The records: Begin
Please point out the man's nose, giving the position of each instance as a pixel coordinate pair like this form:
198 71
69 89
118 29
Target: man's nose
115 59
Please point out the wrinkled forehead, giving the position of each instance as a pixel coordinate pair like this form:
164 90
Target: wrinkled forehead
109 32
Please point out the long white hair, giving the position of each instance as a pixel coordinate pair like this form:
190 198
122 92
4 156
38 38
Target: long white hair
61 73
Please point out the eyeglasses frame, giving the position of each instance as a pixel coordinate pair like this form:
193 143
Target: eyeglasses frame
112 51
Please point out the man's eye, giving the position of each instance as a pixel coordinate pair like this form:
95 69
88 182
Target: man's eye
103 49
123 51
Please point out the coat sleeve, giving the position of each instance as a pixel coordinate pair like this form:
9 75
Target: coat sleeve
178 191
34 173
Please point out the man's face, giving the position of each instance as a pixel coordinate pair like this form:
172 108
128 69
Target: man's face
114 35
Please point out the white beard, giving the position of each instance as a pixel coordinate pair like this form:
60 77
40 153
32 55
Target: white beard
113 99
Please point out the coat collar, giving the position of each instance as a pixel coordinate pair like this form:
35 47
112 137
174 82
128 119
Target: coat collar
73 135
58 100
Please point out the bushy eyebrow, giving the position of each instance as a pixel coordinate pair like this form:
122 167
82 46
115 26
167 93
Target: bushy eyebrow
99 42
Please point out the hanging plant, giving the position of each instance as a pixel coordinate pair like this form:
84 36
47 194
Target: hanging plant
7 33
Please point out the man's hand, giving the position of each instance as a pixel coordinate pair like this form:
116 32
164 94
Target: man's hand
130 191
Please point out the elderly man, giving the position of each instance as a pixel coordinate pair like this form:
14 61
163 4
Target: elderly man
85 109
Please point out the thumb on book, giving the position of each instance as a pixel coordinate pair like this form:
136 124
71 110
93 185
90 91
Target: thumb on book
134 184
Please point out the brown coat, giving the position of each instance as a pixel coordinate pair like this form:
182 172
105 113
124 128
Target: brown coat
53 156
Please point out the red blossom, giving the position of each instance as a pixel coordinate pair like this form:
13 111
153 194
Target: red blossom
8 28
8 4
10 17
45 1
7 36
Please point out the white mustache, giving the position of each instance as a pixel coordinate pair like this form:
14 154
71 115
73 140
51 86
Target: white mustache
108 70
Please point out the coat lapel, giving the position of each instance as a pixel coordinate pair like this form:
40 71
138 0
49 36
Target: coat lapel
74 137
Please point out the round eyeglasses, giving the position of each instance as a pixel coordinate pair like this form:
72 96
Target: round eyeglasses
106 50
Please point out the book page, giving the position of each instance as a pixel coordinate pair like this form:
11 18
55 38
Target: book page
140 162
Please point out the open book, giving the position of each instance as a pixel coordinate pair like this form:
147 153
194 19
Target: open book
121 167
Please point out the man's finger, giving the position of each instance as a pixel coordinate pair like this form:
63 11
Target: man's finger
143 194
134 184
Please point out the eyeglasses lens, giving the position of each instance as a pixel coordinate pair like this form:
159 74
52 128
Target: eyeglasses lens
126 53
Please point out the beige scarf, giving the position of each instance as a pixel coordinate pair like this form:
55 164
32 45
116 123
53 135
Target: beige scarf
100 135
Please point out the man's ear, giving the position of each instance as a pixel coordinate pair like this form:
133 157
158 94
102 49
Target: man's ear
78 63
The records: End
§ **Exercise instructions**: Restate every record above, exactly, in full.

§ **Answer for this exercise**:
Please point out the man's nose, giving the position of each instance as a pixel coordinate pair like this form:
198 71
69 89
118 29
Target: man's nose
115 59
Please point out the wrinkled forehead, giving the position of each instance as a pixel coordinate pair like this form:
164 90
Target: wrinkled forehead
109 32
Please point out the long white hair, giving the position of each instance as a pixel coordinate pair like this form:
190 198
122 92
4 156
38 38
Target: long white hair
61 73
Please point out the eyeglasses frame, giving the position of each instance as a pixel coordinate pair like this form:
193 143
Target: eyeglasses frame
112 51
Please point out the man's eye, giving the position of each instance as a pixel coordinate pair like this form:
95 69
88 182
Target: man's eye
103 49
123 51
Please point out the coat sleeve, giving the position of each instance as a pixel coordinate pair like this form:
9 75
Target: coat sleeve
178 191
34 173
Please point out the man's face, giving the position of each instance as a pixel coordinate pair like this form:
172 108
128 69
Target: man's face
114 35
Please point out the white beard, giving the position of each instance as a pixel coordinate pair like this form:
60 77
40 153
32 55
Target: white beard
113 99
Please point out the coat collar, giving the position of each instance as a pixel coordinate pair like this form:
35 47
112 137
174 82
128 119
Target: coat collar
73 135
58 100
Please point out the bushy eyebrow, giving the position of each instance as a pixel coordinate pair like this form:
122 167
82 46
115 26
167 93
Target: bushy eyebrow
99 42
Please point out the hanging plant, giving the position of each instance as a pixel coordinate pair like this form:
84 36
47 194
Target: hanging plant
7 33
Please point out the man's hand, giving the position of each instance as a pixel coordinate pair like this form:
116 32
164 94
Target: man's hand
130 191
Please point out the elderly man, giving the position of each instance as a pixel coordinate pair like this form:
14 61
163 4
Target: elderly man
85 109
Please point out the thumb on book, giving the position of each instance as a pixel coordinate pair like this form:
136 124
71 110
93 185
90 91
Target: thumb on book
134 184
Please point out the brown coat, giving the position of each instance as a pixel coordinate pair like this form:
182 172
105 113
124 128
Target: brown coat
53 156
Please point out the red blossom, giving the position of each instance as a pixel coordinate pair like this form:
13 111
153 194
Target: red blossom
8 28
8 4
10 17
45 1
7 36
Please point out the white mustache, giving the position of each instance as a pixel coordinate pair like this form:
14 154
71 115
73 140
51 86
Target: white mustache
108 70
Please point out the coat lapel, giving the position of each instance as a pixel coordinate pair like this form:
40 71
138 0
49 36
Target: coat lapel
74 137
Please point out the round eyeglasses, giving the position of each instance as a pixel coordinate pair like this form:
72 96
Target: round eyeglasses
106 50
Please point out the book page, giving the position of each instance as a pixel coordinate pair like this form:
11 18
55 38
Target: book page
140 162
Please point out the open book, giving the position of each instance as a pixel coordinate pair like this form:
147 153
194 19
Target: open book
121 167
Please point out the man's finger, giving the position of each instance as a pixel coordinate pair like this form:
63 11
Target: man's finger
143 194
134 184
Please point out the eyeglasses lens, giving the position of each instance as a pixel coordinate pair like this form:
159 74
52 128
Target: eyeglasses lens
126 53
Please point out the beige scarf, giving the position of each instance as a pixel coordinate pair like this form:
55 164
32 45
116 123
53 135
Target: beige scarf
100 135
Please point out the man's ear, giving the position of each instance as a pixel coordinate pair like this form:
133 157
158 94
102 49
Target: man's ear
78 63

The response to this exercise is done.